== 제공된 글 ==
'''

X_test =test_.drop(drop_features, axis=1)
X1_test =test1_.drop(drop_features, axis=1)
X2_test =test2_.drop(drop_features, axis=1)
X3_test =test3_.drop(drop_features, axis=1)
X4_test =test4_.drop(drop_features, axis=1)

y_test= test_['부도']
y1_test =test1_['부도']
y2_test =test2_['부도']
y3_test =test3_['부도']
y4_test =test4_['부도']

print(X3_test.shape, y3_test.shape)


(8381, 11) (8381,)


## **세트2 재무 + 비재무데이터 train, test 분리**

In [8]:
ajX = ajdataset_.drop(drop_feature, axis=1)
ajX1 = ajdataset1_.drop(drop_feature, axis=1)
ajX2 = ajdataset2_.drop(drop_feature, axis=1)
ajX3 = ajdataset3_.drop(drop_feature, axis=1)
ajX4 = ajdataset4_.drop(drop_feature, axis=1)

ajy = ajdataset_['부도']
ajy1 = ajdataset1_['부도']
ajy2 = ajdataset2_['부도']
ajy3 = ajdataset3_['부도']
ajy4 = ajdataset4_['부도']

ajX_test =ajtest_.drop(drop_feature, axis=1)

'''

== 주어진 항목 ==

'''

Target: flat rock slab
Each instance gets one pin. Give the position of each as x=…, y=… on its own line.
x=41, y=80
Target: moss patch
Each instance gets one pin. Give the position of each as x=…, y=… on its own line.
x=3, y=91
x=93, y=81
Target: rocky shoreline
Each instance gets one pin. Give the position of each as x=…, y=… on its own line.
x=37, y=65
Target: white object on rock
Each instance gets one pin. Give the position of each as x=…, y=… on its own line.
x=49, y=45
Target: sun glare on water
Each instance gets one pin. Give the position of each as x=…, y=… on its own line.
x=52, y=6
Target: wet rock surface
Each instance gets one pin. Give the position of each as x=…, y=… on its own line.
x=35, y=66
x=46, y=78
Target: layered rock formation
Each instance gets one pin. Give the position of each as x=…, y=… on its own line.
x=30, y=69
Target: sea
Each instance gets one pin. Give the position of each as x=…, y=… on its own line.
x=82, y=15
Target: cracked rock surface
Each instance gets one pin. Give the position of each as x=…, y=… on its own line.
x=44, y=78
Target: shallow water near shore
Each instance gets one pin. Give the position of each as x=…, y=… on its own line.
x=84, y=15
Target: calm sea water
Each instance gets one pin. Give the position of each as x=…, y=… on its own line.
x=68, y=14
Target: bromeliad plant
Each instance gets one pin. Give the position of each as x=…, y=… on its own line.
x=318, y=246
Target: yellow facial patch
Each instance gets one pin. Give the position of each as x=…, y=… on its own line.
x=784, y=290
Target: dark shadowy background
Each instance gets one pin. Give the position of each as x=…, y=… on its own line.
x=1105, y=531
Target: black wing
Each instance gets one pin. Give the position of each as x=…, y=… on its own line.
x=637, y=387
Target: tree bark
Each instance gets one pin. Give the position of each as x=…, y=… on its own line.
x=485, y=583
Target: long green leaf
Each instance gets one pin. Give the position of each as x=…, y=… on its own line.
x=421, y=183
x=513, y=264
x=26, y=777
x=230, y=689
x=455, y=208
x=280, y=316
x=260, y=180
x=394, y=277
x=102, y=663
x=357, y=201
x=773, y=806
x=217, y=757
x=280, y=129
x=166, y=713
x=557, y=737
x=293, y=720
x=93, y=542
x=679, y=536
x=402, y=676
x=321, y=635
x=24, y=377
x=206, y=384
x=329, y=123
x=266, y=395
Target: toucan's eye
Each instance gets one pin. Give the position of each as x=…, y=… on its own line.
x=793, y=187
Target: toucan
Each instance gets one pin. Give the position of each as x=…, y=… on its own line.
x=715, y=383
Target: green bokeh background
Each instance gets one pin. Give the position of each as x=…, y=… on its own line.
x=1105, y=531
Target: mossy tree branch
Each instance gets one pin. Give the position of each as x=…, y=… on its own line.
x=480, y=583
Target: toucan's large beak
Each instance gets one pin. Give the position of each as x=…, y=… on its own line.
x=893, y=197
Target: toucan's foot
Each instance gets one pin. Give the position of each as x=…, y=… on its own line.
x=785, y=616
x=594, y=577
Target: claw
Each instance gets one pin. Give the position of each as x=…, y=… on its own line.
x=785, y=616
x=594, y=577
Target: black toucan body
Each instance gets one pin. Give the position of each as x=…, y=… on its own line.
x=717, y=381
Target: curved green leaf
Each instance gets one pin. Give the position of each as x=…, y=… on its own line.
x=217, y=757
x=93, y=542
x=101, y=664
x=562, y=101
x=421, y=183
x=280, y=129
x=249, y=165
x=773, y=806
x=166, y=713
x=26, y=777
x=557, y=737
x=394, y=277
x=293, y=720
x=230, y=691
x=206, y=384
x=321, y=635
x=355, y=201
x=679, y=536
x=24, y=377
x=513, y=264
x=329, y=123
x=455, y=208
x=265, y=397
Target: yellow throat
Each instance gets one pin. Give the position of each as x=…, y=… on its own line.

'''

== 묻는 내용 ==
a) 제공된 글에서 ajdataset 계열 데이터의 '부도' 열을 할당받는 변수 이름은 모두 무엇인가요?
b) 제공된 글에 대해 다음 질문에 답하세요.
(i) print(X3_test.shape, y3_test.shape)의 출력 결과는 무엇인가요?
(ii) '세트2' 제목에서 train과 test로 분리한다고 밝힌 데이터는 무엇인가요?
(iii) ajX_test는 어떤 데이터프레임에서 drop을 적용해 만들어지나요?
c) 제공된 글에서 "(8381, 11) (8381,)"부터 "ajX3 = ajdataset3_.drop(drop_feature, axis=1)"까지, 끝부분을 포함하여 그대로 출력해 주세요.

== 답안 ==
a) ajy, ajy1, ajy2, ajy3, ajy4

b)
(i) (8381, 11) (8381,)
(ii) 재무 + 비재무데이터
(iii) ajtest_

c)
(8381, 11) (8381,)


## **세트2 재무 + 비재무데이터 train, test 분리**

In [8]:
ajX = ajdataset_.drop(drop_feature, axis=1)
ajX1 = ajdataset1_.drop(drop_feature, axis=1)
ajX2 = ajdataset2_.drop(drop_feature, axis=1)
ajX3 = ajdataset3_.drop(drop_feature, axis=1)